• _What you are asked to do_:
If a record holds a picture, leave the picture out, but write out everything else exactly.

• _Material shown_:
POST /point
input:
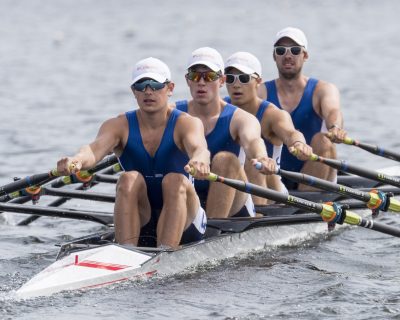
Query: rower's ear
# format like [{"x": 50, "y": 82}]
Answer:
[
  {"x": 222, "y": 80},
  {"x": 171, "y": 87}
]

• _Response_:
POST /point
input:
Query: rower's ear
# format like [{"x": 50, "y": 82}]
Answer:
[
  {"x": 222, "y": 80},
  {"x": 171, "y": 87}
]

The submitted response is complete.